Hunter Mutual was a credit union based in and serving the Upper Hunter region of New South Wales, Australia. It was established in 1968 as the Upper Hunter Local Government Employee's Credit Union. In 1971, it changed its name to the Upper Hunter Credit Union in 1971, and following a restructure of its operations in 2004, it took on the name Hunter Mutual. During the 1990s, when many major banks closed branches in small country towns, Hunter Mutual set up new branches areas within the Upper Hunter where this occurred.

Merger
In July 2009, a proposed merger between Hunter Mutual and the New England Credit Union was announced.

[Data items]
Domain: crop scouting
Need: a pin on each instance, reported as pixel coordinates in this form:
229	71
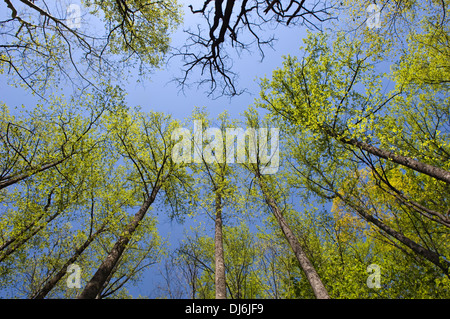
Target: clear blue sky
159	94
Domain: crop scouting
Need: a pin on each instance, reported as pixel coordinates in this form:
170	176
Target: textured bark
308	268
220	284
94	286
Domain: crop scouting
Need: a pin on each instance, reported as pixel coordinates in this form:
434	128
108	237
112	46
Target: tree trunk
308	268
94	286
221	290
415	247
56	278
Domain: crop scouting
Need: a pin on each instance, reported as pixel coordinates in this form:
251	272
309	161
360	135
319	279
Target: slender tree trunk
221	290
56	278
94	286
415	247
308	268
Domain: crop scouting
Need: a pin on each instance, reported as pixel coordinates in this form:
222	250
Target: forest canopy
334	183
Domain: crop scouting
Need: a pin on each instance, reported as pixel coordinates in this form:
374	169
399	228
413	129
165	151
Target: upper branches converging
239	24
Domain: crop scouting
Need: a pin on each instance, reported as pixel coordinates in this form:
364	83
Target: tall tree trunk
57	277
308	268
221	290
94	286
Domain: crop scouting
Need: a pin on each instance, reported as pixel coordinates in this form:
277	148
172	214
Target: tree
269	194
338	128
143	141
42	46
239	25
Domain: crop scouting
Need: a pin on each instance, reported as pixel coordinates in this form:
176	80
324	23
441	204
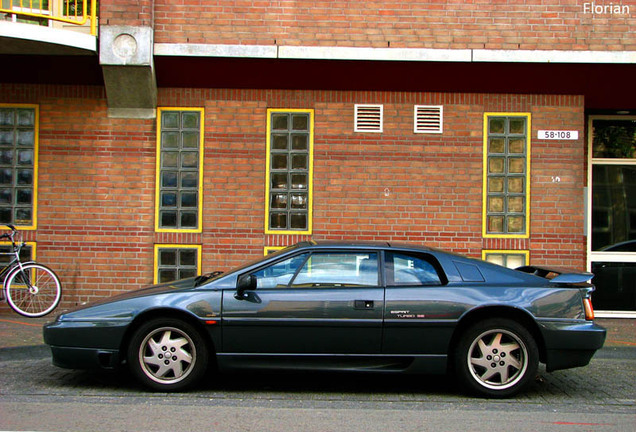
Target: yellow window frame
199	227
528	117
310	195
36	152
158	247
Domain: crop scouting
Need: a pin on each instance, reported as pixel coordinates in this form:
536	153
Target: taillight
589	309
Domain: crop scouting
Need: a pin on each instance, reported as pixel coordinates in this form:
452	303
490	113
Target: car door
311	303
421	312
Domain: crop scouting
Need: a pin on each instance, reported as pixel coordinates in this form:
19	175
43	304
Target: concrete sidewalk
20	334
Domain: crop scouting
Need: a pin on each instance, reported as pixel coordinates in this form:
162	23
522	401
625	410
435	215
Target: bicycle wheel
33	291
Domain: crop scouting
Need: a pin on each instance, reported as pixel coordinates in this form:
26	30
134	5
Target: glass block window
510	259
175	262
289	173
179	170
27	253
18	165
506	159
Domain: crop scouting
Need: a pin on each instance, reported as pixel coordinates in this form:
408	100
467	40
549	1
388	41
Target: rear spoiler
558	275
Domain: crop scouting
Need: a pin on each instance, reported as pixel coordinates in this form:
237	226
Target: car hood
162	288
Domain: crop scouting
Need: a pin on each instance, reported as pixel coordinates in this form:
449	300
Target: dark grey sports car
335	306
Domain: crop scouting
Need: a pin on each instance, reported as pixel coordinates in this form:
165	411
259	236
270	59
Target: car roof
358	244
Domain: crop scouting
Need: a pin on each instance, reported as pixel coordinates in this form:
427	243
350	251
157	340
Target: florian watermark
605	9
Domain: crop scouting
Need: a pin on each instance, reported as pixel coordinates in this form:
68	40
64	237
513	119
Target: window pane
190	120
279	201
170	159
496	126
289	171
188	219
188	200
299	142
168	199
170	140
279	275
300	122
279	181
613	206
278	220
167	275
170	120
338	269
17	165
279	121
614	138
190	140
279	142
180	165
497	145
412	270
188	257
168	257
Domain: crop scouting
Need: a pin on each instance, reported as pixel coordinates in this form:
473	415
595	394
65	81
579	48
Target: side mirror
245	283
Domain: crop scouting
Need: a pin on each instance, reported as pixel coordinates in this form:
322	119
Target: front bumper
570	344
85	344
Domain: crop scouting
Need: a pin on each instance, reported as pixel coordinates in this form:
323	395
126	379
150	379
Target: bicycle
31	289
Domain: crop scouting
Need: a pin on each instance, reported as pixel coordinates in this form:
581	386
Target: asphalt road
39	397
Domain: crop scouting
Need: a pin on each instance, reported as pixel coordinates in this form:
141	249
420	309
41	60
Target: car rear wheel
496	358
167	355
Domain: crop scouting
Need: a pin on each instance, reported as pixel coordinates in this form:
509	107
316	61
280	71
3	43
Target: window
369	118
179	170
510	259
174	262
346	269
279	275
612	217
18	164
27	253
428	119
506	180
289	171
411	270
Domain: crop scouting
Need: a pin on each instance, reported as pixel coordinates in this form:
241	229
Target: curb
36	352
33	352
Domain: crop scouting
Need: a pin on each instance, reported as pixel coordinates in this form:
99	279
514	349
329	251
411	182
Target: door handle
363	304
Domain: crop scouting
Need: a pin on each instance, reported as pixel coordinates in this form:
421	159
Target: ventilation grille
369	118
429	119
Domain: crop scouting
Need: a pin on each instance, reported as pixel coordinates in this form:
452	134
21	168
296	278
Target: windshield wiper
204	278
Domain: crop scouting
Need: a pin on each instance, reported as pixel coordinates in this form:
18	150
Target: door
311	303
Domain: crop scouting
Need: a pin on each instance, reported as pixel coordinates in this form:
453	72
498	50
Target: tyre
33	290
167	355
496	358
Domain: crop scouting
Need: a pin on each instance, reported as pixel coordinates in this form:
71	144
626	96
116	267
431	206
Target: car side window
346	269
279	274
411	270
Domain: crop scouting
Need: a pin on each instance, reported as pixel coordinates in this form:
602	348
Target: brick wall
97	179
457	24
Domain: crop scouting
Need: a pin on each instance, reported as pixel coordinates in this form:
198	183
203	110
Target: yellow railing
73	12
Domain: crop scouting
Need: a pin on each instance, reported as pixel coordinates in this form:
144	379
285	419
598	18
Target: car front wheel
496	358
167	355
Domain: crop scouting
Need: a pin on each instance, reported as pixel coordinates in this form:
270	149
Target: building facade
173	140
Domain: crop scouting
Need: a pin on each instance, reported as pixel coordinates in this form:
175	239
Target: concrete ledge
554	56
377	54
212	50
48	35
393	54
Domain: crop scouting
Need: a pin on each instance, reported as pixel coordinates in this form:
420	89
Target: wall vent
369	118
428	119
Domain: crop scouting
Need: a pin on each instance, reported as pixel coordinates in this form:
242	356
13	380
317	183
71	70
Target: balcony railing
69	14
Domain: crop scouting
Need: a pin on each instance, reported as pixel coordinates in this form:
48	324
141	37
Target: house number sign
560	135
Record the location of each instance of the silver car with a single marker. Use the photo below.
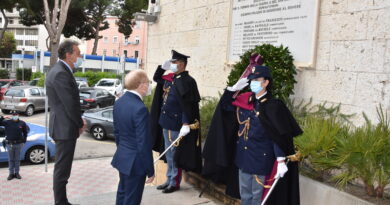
(100, 123)
(27, 99)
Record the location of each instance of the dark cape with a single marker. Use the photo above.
(220, 145)
(188, 153)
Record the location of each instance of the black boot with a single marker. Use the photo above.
(17, 175)
(10, 177)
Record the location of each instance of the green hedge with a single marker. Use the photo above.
(23, 74)
(94, 77)
(4, 74)
(334, 150)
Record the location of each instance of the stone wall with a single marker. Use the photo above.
(353, 55)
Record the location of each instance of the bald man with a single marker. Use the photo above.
(133, 157)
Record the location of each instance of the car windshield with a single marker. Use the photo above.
(106, 83)
(2, 83)
(85, 94)
(15, 93)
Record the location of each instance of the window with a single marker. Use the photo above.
(15, 93)
(99, 94)
(19, 43)
(19, 31)
(32, 32)
(31, 43)
(34, 92)
(107, 114)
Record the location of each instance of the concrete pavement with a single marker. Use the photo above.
(93, 182)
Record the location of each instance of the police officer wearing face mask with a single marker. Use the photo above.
(16, 135)
(258, 129)
(175, 109)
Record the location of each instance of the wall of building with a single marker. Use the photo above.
(352, 64)
(115, 48)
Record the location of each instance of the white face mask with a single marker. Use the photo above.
(173, 67)
(78, 62)
(149, 92)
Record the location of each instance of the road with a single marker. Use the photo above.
(86, 147)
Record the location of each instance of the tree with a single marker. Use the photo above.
(6, 5)
(125, 14)
(86, 18)
(52, 14)
(7, 45)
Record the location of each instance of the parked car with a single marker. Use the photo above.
(27, 99)
(100, 123)
(34, 82)
(82, 84)
(95, 98)
(33, 150)
(112, 85)
(5, 84)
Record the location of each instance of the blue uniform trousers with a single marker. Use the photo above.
(130, 189)
(14, 157)
(250, 190)
(173, 173)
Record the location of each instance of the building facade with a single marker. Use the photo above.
(115, 44)
(352, 61)
(28, 38)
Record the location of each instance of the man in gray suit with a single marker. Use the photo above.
(66, 123)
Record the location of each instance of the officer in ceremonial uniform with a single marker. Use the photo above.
(174, 109)
(16, 135)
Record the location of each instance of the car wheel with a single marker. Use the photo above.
(98, 132)
(30, 110)
(36, 155)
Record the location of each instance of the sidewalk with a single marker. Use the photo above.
(93, 182)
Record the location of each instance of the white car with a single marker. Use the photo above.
(112, 85)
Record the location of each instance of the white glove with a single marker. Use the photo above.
(166, 65)
(282, 168)
(185, 129)
(242, 83)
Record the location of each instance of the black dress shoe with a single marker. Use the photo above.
(17, 175)
(10, 177)
(170, 189)
(162, 186)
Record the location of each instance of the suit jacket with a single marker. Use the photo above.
(132, 136)
(64, 102)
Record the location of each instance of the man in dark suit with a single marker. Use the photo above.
(65, 124)
(133, 157)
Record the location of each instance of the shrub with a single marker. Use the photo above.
(364, 155)
(207, 108)
(279, 60)
(23, 74)
(4, 74)
(94, 77)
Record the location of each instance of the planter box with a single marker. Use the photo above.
(314, 192)
(311, 191)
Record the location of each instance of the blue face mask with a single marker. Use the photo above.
(174, 67)
(78, 62)
(256, 87)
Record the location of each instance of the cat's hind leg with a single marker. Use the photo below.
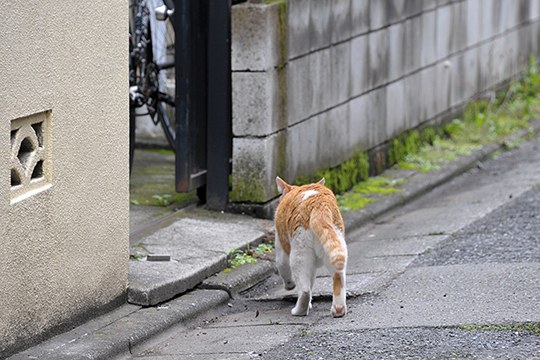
(339, 306)
(284, 268)
(303, 269)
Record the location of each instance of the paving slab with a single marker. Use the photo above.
(198, 248)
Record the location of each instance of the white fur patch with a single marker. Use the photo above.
(309, 193)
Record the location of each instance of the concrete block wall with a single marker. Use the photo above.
(315, 81)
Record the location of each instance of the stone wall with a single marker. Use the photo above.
(315, 81)
(64, 145)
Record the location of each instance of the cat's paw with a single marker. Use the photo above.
(299, 312)
(302, 304)
(289, 285)
(339, 310)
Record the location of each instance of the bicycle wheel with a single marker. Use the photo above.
(161, 70)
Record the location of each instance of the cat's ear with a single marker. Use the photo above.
(283, 187)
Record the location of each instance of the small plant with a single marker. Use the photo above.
(137, 256)
(163, 200)
(263, 249)
(239, 257)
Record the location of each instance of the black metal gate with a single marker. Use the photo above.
(203, 99)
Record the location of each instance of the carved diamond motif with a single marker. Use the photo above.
(29, 153)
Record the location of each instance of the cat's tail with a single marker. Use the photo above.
(322, 224)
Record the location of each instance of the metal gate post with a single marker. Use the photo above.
(219, 130)
(190, 98)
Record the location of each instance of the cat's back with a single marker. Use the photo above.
(296, 207)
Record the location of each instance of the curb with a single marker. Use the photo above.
(122, 332)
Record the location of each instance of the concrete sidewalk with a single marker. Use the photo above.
(171, 292)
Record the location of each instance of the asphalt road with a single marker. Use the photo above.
(507, 240)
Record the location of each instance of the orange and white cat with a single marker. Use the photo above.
(310, 233)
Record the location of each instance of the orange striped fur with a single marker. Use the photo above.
(305, 214)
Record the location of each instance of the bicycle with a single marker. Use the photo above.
(151, 67)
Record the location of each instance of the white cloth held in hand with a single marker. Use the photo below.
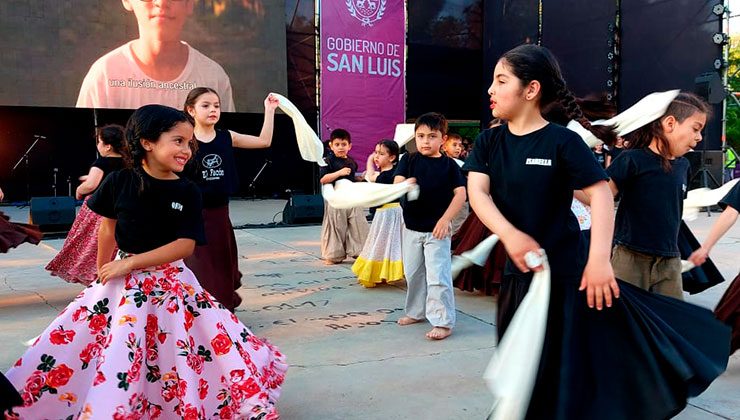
(513, 368)
(345, 194)
(699, 198)
(309, 144)
(645, 111)
(476, 256)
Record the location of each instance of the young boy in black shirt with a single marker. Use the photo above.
(426, 236)
(343, 231)
(652, 177)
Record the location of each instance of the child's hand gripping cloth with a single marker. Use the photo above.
(699, 198)
(513, 368)
(309, 144)
(476, 256)
(645, 111)
(345, 194)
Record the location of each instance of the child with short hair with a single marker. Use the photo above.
(343, 231)
(426, 237)
(652, 176)
(155, 66)
(146, 341)
(213, 169)
(453, 147)
(600, 154)
(76, 261)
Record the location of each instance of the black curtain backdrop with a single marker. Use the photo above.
(577, 32)
(667, 45)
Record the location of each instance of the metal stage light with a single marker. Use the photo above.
(720, 38)
(719, 9)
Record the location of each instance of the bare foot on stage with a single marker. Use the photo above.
(407, 320)
(439, 333)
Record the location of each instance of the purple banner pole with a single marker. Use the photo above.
(363, 48)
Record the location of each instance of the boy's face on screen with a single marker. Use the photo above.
(340, 147)
(453, 147)
(161, 19)
(428, 141)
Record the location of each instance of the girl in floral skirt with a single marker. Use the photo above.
(380, 260)
(76, 261)
(146, 341)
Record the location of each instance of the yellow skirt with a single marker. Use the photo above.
(381, 258)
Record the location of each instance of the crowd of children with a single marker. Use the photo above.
(154, 242)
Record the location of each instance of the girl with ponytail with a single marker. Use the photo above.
(604, 363)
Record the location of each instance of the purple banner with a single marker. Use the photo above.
(362, 70)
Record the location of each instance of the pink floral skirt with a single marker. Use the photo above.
(76, 262)
(151, 345)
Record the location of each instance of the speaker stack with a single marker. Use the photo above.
(304, 209)
(53, 214)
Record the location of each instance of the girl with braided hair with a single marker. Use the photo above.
(603, 355)
(146, 340)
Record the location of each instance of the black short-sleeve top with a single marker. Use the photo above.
(732, 199)
(437, 178)
(213, 169)
(334, 164)
(532, 181)
(651, 205)
(164, 211)
(108, 164)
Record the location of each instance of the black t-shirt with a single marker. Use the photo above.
(732, 198)
(164, 211)
(213, 169)
(600, 159)
(437, 179)
(532, 181)
(651, 206)
(334, 164)
(108, 164)
(615, 151)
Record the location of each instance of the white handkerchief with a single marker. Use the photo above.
(345, 194)
(699, 198)
(309, 144)
(513, 368)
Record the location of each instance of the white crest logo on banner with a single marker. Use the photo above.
(366, 11)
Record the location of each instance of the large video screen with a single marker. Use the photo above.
(128, 53)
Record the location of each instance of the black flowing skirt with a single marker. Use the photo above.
(641, 359)
(699, 278)
(9, 396)
(216, 264)
(728, 311)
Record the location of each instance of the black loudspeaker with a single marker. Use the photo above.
(303, 209)
(712, 165)
(53, 214)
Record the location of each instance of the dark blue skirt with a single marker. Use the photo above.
(641, 359)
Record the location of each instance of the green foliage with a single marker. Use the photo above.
(733, 107)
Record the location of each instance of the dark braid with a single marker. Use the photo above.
(532, 62)
(573, 111)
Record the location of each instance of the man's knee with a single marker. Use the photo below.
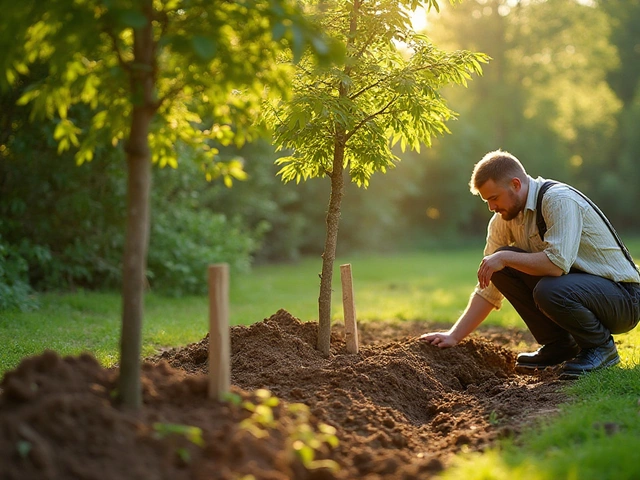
(548, 293)
(509, 248)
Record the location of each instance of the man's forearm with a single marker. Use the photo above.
(536, 264)
(478, 309)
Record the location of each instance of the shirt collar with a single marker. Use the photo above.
(532, 195)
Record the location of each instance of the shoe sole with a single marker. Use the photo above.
(534, 369)
(573, 375)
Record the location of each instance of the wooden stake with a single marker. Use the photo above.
(349, 308)
(219, 350)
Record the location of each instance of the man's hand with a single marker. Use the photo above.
(490, 264)
(439, 339)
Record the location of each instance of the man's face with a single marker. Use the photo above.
(503, 199)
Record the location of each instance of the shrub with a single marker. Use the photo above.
(15, 291)
(185, 241)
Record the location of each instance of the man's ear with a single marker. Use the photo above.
(516, 183)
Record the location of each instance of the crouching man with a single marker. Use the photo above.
(556, 258)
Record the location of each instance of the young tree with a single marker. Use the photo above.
(157, 73)
(347, 119)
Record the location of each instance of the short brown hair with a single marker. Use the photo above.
(498, 166)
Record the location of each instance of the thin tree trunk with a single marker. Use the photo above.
(330, 245)
(138, 215)
(333, 212)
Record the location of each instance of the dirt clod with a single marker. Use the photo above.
(400, 408)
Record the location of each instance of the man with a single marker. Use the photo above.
(573, 289)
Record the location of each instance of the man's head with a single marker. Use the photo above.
(501, 180)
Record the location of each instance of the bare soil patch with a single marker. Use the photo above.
(401, 409)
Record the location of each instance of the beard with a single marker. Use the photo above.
(514, 210)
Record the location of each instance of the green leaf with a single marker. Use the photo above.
(132, 19)
(204, 47)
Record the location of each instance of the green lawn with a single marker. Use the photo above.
(430, 285)
(596, 436)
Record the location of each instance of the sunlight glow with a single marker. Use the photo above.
(419, 19)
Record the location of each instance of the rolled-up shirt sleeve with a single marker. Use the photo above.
(564, 219)
(498, 235)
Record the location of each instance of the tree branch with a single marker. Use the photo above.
(369, 117)
(114, 40)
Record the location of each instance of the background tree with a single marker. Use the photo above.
(158, 74)
(549, 103)
(347, 119)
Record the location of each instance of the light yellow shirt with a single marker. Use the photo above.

• [Your tasks]
(a) Print the Hunter Mutual text from "Hunter Mutual was" down to "where this occurred.".
(b) According to the Hunter Mutual text, what was the credit union called when it was established in 1968?
(c) List every name the Hunter Mutual text gives for the credit union over its history.

• [Answers to each task]
(a)
Hunter Mutual was a credit union based in and serving the Upper Hunter region of New South Wales, Australia. It was established in 1968 as the Upper Hunter Local Government Employee's Credit Union. In 1971, it changed its name to the Upper Hunter Credit Union in 1971, and following a restructure of its operations in 2004, it took on the name Hunter Mutual. During the 1990s, when many major banks closed branches in small country towns, Hunter Mutual set up new branches areas within the Upper Hunter where this occurred.

(b) Upper Hunter Local Government Employee's Credit Union

(c)
Upper Hunter Local Government Employee's Credit Union
Upper Hunter Credit Union
Hunter Mutual